• _Consigne_: Présentez sous forme de tableau Markdown la partie des données qui va du début jusqu'à la ligne contenant « positive clicks: (1161, 1264) », celle-ci comprise. Utilisez une colonne « Rang » pour numéroter les lignes et une colonne « Contenu » pour reproduire chacune d'elles, en omettant les lignes vides.

- - - - - - -

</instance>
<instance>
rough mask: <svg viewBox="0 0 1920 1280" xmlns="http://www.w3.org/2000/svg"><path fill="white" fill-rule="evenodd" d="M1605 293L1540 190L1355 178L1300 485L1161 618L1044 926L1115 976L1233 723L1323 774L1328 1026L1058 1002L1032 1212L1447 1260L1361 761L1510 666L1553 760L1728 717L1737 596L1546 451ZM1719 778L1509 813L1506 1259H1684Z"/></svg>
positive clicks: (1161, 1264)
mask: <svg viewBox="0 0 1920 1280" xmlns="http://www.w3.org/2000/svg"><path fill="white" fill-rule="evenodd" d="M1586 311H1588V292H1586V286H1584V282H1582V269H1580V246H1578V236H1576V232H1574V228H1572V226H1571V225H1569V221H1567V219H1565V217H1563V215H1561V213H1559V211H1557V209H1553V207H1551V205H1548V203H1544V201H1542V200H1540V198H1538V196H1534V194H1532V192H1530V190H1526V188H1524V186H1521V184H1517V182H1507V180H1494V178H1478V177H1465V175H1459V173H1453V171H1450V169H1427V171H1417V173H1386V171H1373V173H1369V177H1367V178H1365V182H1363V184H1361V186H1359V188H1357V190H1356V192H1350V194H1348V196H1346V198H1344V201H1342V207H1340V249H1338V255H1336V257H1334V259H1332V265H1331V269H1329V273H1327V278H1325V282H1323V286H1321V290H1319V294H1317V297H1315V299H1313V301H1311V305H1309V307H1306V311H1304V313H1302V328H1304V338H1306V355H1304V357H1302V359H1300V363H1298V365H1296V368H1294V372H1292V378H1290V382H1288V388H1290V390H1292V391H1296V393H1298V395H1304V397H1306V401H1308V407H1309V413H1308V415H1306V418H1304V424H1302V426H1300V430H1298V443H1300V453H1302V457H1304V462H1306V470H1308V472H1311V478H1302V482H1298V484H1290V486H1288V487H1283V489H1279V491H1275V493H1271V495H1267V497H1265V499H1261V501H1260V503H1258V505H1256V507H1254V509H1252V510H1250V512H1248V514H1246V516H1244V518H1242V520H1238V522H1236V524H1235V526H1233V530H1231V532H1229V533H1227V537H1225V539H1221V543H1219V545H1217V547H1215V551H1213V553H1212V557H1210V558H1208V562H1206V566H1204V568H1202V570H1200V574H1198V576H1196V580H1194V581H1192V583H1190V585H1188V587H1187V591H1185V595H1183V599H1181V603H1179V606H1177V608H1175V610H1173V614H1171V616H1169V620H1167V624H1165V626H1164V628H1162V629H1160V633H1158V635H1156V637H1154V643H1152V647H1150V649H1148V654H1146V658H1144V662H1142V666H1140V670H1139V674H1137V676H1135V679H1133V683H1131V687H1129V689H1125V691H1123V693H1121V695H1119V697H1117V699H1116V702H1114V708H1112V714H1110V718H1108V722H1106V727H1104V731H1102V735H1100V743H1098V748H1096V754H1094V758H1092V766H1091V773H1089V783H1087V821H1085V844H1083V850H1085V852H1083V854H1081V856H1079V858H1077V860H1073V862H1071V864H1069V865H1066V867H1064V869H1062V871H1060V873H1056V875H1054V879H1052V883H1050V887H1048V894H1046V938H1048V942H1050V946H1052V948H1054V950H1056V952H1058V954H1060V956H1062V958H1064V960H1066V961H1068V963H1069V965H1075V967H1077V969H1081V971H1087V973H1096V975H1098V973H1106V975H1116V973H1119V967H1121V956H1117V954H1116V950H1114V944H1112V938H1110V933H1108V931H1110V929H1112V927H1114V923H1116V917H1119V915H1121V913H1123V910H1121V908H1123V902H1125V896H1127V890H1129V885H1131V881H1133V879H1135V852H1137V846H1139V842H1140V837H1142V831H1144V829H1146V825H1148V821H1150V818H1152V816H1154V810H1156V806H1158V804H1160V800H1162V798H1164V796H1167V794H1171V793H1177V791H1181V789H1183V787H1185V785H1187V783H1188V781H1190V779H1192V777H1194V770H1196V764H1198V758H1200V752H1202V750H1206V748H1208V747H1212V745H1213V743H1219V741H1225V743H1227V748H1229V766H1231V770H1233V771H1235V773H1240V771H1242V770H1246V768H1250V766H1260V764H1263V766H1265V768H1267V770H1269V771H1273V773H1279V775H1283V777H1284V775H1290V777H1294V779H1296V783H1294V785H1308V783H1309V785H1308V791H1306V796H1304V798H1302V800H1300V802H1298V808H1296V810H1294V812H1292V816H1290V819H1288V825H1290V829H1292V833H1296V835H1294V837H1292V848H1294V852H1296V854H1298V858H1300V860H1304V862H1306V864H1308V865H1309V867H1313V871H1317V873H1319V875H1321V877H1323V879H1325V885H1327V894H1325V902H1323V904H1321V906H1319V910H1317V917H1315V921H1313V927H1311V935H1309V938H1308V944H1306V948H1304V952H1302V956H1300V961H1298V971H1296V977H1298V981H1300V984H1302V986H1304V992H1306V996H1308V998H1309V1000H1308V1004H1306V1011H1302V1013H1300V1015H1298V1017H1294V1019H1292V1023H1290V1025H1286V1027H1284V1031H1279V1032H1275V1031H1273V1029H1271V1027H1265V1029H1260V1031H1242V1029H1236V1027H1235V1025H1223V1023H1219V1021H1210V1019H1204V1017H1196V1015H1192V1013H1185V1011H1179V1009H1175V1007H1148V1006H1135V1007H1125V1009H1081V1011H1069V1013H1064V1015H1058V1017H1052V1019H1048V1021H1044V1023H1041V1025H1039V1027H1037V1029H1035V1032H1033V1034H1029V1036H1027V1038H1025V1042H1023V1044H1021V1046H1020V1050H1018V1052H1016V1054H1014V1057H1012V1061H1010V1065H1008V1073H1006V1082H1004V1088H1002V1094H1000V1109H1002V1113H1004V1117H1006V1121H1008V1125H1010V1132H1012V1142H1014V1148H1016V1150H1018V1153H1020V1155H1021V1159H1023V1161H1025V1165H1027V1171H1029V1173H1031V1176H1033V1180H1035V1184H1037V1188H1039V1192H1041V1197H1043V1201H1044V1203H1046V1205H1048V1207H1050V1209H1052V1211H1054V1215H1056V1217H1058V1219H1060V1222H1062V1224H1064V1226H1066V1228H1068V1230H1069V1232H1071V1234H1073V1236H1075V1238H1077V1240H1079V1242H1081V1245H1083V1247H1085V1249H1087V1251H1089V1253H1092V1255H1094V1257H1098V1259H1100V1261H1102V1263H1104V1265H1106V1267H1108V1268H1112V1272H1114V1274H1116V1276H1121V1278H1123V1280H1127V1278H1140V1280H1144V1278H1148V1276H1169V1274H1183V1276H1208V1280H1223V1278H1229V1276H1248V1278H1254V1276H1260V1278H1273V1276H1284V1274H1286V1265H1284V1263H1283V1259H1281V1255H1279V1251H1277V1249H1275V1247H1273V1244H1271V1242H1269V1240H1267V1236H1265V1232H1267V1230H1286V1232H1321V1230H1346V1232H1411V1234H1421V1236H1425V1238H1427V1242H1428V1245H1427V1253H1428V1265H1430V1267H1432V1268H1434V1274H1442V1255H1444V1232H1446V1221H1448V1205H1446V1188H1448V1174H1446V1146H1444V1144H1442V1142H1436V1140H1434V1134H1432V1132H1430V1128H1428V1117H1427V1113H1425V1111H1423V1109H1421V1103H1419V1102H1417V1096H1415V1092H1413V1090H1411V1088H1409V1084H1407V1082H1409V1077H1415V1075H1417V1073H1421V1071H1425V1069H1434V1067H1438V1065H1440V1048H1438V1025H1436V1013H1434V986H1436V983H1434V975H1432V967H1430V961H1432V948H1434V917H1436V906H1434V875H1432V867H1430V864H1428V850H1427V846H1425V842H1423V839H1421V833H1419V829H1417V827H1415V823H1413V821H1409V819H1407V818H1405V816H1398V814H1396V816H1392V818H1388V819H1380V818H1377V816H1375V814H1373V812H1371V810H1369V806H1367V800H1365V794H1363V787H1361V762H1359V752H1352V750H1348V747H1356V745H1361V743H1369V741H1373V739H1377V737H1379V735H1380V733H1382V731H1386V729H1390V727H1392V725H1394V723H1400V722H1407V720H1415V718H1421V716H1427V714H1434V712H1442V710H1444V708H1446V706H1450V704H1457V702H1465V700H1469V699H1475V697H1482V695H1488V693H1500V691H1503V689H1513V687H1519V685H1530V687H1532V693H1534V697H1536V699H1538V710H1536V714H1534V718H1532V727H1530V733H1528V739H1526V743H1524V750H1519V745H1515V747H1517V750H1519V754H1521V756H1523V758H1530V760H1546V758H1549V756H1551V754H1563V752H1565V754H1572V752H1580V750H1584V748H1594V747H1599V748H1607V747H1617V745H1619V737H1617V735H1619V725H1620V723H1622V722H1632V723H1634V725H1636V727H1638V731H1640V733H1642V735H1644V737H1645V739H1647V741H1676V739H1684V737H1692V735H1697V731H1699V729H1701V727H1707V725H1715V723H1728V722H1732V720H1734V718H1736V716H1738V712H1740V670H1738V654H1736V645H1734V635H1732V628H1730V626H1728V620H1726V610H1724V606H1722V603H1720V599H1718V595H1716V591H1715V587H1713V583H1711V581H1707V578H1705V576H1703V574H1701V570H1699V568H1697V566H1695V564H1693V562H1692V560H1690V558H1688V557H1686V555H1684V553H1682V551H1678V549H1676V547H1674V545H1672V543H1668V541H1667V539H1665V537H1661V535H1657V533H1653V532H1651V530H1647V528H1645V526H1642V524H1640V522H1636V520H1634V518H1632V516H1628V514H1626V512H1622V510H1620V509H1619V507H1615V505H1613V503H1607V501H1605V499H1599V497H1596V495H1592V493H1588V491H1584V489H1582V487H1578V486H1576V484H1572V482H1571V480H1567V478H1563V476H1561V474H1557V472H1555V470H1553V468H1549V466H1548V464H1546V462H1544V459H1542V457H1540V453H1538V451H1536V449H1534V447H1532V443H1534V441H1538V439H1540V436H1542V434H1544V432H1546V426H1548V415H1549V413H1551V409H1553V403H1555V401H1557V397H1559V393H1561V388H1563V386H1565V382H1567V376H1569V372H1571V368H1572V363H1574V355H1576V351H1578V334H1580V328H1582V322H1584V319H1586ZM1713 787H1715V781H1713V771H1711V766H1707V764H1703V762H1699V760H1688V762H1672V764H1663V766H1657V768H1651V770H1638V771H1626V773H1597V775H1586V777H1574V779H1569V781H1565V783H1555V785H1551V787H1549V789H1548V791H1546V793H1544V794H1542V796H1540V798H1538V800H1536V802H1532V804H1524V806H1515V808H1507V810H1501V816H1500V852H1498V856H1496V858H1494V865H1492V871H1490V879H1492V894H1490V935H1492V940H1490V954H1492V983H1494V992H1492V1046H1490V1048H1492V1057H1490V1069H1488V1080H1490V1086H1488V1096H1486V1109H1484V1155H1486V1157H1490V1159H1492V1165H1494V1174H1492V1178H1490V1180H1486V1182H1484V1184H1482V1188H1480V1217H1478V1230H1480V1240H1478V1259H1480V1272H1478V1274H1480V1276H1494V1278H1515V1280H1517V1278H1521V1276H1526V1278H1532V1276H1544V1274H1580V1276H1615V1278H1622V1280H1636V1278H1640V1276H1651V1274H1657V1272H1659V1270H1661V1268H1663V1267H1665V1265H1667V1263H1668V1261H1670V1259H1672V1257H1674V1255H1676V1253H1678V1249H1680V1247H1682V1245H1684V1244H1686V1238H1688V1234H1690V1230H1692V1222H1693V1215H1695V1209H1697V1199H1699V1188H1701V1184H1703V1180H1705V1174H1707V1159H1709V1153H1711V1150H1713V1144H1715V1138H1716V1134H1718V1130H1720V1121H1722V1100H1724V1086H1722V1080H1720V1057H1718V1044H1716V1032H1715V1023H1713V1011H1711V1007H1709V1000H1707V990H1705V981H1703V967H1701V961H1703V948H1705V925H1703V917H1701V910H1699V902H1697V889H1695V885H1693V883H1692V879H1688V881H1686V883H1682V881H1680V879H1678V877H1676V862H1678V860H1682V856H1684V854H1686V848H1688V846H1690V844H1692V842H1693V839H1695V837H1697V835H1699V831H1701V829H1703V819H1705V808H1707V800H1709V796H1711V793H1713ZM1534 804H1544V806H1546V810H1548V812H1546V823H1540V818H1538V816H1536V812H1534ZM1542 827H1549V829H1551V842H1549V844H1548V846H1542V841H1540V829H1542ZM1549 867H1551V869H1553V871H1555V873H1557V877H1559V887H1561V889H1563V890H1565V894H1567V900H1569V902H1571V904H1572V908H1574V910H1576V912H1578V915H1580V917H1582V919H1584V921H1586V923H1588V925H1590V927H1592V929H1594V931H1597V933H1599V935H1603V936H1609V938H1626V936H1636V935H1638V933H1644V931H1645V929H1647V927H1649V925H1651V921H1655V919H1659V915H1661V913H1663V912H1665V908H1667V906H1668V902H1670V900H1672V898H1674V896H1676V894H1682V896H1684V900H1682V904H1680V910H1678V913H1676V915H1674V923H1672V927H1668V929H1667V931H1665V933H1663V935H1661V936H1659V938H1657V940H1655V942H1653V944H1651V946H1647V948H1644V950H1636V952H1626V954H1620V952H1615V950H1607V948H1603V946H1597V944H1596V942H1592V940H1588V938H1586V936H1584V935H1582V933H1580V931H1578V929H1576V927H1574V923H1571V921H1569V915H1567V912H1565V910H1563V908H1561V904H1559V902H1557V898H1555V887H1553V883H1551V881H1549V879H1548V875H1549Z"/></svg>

- - - - - - -

• _Zone de réponse_:
| Rang | Contenu |
|---|---|
| 1 | </instance> |
| 2 | <instance> |
| 3 | rough mask: <svg viewBox="0 0 1920 1280" xmlns="http://www.w3.org/2000/svg"><path fill="white" fill-rule="evenodd" d="M1605 293L1540 190L1355 178L1300 485L1161 618L1044 926L1115 976L1233 723L1323 774L1328 1026L1058 1002L1032 1212L1447 1260L1361 761L1510 666L1553 760L1728 717L1737 596L1546 451ZM1719 778L1509 813L1506 1259H1684Z"/></svg> |
| 4 | positive clicks: (1161, 1264) |